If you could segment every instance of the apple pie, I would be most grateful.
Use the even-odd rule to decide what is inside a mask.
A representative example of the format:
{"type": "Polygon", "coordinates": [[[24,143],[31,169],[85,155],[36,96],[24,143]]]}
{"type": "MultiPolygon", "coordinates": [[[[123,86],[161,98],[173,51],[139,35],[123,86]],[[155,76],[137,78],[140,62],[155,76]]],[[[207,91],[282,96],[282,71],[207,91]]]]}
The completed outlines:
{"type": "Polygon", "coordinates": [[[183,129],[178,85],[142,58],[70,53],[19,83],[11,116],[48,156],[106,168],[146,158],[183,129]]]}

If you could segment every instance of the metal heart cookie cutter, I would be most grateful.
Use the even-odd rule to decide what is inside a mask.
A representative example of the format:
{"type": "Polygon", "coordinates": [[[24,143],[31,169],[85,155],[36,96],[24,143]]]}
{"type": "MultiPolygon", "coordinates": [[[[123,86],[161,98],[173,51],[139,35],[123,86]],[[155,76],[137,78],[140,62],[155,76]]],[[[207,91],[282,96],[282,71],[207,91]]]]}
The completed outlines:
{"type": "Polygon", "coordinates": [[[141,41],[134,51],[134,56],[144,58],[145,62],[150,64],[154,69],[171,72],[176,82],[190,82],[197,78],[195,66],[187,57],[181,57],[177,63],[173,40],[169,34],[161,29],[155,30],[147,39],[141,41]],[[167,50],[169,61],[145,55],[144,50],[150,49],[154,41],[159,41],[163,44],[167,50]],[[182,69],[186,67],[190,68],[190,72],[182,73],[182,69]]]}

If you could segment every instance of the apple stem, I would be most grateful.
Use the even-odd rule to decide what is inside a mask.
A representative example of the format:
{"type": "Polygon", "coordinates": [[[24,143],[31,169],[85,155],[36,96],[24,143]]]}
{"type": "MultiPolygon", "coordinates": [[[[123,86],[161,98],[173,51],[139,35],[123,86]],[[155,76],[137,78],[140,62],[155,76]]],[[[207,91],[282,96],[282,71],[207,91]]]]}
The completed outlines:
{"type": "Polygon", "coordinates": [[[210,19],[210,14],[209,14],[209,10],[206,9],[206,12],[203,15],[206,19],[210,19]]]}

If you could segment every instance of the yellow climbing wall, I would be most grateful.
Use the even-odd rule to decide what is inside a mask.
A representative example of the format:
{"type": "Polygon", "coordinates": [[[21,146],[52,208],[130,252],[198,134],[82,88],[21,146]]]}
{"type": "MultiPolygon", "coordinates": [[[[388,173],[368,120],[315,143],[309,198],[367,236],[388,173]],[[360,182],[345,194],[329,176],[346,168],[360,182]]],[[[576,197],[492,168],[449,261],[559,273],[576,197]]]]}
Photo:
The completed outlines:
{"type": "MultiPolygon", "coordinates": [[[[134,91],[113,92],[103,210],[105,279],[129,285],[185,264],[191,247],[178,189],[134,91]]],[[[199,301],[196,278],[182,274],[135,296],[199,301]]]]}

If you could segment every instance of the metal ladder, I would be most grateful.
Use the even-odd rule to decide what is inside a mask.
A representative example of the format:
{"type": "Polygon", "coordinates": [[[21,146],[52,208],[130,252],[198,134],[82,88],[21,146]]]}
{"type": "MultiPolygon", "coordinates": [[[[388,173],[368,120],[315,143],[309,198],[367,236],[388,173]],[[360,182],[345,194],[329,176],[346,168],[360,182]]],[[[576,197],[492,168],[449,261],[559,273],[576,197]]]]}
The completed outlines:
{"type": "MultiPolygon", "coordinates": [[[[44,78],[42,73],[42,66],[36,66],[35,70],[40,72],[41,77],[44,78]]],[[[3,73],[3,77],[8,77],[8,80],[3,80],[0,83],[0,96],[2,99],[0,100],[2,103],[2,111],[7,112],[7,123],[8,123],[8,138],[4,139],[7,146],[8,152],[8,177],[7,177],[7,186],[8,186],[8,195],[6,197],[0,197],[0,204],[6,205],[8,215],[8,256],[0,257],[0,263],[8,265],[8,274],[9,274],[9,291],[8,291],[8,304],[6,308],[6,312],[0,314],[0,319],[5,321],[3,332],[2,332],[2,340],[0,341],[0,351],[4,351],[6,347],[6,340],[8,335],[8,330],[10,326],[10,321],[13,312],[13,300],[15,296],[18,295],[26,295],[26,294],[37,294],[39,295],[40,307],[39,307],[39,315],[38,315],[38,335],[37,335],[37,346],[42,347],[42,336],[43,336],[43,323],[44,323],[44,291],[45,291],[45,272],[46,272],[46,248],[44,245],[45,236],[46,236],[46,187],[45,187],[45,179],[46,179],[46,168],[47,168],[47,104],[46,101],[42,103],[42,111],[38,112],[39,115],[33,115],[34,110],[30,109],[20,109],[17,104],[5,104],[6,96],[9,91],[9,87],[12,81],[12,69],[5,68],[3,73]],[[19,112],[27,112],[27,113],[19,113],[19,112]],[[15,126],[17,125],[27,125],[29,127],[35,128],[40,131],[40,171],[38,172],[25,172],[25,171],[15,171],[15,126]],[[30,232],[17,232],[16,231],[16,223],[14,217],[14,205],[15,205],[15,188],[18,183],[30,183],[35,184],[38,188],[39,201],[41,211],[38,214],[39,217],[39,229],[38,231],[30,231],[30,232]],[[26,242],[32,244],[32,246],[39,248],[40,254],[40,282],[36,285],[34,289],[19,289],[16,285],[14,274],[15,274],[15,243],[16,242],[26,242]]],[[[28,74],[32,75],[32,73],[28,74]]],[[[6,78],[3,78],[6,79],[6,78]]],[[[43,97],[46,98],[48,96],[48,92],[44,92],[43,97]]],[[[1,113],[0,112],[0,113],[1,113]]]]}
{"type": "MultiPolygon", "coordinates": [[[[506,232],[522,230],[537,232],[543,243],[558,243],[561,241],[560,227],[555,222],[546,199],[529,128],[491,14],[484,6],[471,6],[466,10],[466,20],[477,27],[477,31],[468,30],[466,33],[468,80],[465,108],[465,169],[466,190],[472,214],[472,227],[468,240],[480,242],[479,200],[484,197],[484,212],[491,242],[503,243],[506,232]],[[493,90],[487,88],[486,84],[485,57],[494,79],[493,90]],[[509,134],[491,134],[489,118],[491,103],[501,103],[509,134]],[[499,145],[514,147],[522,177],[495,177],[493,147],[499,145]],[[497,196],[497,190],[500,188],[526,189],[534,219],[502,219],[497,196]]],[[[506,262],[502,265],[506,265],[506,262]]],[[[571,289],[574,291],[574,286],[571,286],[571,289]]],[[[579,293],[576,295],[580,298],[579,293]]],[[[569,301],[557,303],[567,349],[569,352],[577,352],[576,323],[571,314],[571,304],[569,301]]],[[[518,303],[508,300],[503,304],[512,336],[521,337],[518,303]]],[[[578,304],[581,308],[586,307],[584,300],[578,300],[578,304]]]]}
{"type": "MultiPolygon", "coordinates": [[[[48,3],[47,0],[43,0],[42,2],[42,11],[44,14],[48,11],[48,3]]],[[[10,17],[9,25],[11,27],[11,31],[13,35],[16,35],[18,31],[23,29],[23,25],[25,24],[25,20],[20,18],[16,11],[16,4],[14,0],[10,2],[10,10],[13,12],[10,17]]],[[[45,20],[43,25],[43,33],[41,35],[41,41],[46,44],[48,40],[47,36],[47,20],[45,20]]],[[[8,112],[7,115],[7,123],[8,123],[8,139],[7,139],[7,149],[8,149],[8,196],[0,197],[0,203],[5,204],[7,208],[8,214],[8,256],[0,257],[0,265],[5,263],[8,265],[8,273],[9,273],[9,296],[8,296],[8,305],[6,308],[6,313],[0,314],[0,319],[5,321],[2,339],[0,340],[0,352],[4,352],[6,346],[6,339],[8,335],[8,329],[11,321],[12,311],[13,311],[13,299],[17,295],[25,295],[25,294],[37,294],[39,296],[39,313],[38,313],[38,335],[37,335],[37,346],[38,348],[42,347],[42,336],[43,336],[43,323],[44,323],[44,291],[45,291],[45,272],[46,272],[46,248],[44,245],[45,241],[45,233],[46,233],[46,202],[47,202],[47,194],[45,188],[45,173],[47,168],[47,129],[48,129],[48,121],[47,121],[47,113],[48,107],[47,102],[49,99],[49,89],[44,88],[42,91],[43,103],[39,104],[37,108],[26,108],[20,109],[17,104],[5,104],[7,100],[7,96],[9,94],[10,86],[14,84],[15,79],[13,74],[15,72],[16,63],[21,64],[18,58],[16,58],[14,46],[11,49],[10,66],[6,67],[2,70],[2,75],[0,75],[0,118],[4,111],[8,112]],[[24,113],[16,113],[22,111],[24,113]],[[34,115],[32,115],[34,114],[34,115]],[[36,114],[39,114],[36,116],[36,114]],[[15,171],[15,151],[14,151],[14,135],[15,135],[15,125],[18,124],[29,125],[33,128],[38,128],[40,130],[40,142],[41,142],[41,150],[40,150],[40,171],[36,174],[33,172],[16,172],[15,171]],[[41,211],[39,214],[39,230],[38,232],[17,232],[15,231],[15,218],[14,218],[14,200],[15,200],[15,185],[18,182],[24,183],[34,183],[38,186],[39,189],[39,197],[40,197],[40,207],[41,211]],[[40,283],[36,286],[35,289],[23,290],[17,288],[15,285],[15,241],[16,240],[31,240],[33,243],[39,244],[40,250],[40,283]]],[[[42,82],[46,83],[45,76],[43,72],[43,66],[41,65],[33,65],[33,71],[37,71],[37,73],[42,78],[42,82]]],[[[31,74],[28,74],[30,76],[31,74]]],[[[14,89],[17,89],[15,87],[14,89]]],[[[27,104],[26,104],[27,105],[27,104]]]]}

Try it:
Every line of the listing that holds "apple" should be found and copied.

Finished exercise:
If you could segment every instance of the apple pie, I would be most grateful.
If you could segment every instance of the apple stem, I would be most grateful.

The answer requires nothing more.